* [Given exercise] Reproduce the listing below in its entirety. Change nothing.

* [Records supplied]
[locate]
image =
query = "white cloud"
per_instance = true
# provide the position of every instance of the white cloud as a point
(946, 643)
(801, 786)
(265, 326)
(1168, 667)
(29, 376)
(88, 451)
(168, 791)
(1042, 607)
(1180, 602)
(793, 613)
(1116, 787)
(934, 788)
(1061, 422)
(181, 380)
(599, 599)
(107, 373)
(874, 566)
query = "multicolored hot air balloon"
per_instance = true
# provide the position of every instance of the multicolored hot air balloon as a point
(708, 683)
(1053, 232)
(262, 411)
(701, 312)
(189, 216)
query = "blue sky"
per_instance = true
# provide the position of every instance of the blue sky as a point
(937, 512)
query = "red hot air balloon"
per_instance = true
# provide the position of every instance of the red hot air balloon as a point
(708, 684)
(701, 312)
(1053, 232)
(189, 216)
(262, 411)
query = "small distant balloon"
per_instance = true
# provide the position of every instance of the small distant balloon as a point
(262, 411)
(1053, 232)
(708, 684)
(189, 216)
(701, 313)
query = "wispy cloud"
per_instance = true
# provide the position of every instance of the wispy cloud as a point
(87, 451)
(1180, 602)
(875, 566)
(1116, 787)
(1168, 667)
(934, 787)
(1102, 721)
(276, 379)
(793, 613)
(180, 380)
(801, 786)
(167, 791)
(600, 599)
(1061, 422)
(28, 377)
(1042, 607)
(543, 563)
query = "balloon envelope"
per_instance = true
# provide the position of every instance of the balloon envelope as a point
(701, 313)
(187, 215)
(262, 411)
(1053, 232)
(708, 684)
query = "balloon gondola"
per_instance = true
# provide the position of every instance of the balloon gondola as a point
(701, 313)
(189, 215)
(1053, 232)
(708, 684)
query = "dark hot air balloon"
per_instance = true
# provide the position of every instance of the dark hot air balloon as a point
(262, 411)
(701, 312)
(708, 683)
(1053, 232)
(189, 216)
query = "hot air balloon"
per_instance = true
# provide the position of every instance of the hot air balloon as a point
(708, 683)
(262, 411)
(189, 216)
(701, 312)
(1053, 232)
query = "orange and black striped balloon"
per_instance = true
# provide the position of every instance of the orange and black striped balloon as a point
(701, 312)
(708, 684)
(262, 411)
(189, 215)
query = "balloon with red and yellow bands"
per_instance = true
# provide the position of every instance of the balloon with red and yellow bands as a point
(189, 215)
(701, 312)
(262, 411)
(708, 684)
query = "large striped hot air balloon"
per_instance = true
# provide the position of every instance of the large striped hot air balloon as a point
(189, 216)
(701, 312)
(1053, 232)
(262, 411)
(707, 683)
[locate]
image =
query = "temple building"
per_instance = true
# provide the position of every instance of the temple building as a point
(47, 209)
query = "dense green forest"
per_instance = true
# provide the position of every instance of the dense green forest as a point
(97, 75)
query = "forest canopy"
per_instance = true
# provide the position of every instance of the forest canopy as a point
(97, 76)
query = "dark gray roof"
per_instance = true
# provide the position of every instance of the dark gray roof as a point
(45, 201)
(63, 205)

* [Result]
[locate]
image =
query = "white cloud"
per_instance = true
# provide the position of every instance of the white cloud as a point
(946, 643)
(801, 786)
(265, 326)
(1168, 667)
(29, 376)
(88, 451)
(168, 791)
(1042, 607)
(1180, 602)
(793, 613)
(1116, 787)
(934, 788)
(1061, 422)
(181, 380)
(599, 599)
(107, 373)
(874, 566)
query = "multicolored hot air balloon"
per_instance = true
# provide the position of every instance of the multicolored hot air balloon as a point
(708, 683)
(1053, 232)
(262, 411)
(701, 312)
(189, 216)
query = "blue sky"
per_instance = true
# provide the position of every instance of the blue sky as a point
(937, 512)
query = "red hot air balloon"
per_instance = true
# provide the position of every instance of the red hot air balloon as a point
(708, 684)
(701, 312)
(1053, 232)
(189, 216)
(262, 411)
query = "small distant balloon"
per_instance = true
# provide the position of every instance of the small distant balloon as a point
(262, 411)
(1053, 232)
(708, 684)
(189, 216)
(701, 313)
query = "wispy cloud"
per_instance = true
# provide the position of every instance of the wispy cloud as a point
(87, 451)
(1180, 602)
(875, 566)
(1116, 787)
(1168, 667)
(934, 787)
(1102, 721)
(276, 379)
(793, 613)
(180, 380)
(801, 786)
(167, 791)
(600, 599)
(1061, 422)
(28, 377)
(1042, 607)
(543, 563)
query = "balloon envelope"
per_instance = true
# provide the position of every instance of the balloon envelope as a point
(701, 313)
(187, 215)
(262, 411)
(1053, 232)
(708, 684)
query = "balloon gondola"
per_instance = true
# provide the position of every instance of the balloon gondola as a point
(701, 313)
(189, 215)
(1053, 232)
(708, 684)
query = "dark hot air balloon"
per_instance = true
# provide the position of every instance of the dark hot air balloon as a point
(262, 411)
(701, 312)
(708, 683)
(1053, 232)
(189, 216)
query = "hot air balloon"
per_instance = true
# provide the position of every instance of the hot air balloon as a point
(708, 683)
(262, 411)
(189, 216)
(701, 312)
(1053, 232)
query = "orange and black striped balloon"
per_instance = true
# provide the position of every instance of the orange and black striped balloon as a point
(701, 312)
(708, 684)
(262, 411)
(189, 215)
query = "balloon with red and yellow bands"
per_instance = true
# provide the position of every instance of the balloon with red and yellow bands as a point
(189, 215)
(701, 312)
(262, 411)
(708, 684)
query = "large striped hot air balloon"
per_instance = true
# provide the position of every instance of the large striped hot air balloon as a point
(189, 216)
(701, 312)
(1053, 232)
(262, 411)
(707, 683)
[locate]
image =
query = "temple building"
per_instance = true
# provide the position of every instance of the temple building as a point
(47, 209)
query = "dense green forest"
per_instance = true
# provide the position of every instance of the dense green forest as a point
(97, 75)
query = "forest canopy"
per_instance = true
# provide the position of every instance of the forest canopy as a point
(97, 76)
query = "dark gray roof"
per_instance = true
# provide the position of every instance of the dark gray roof as a point
(45, 201)
(63, 205)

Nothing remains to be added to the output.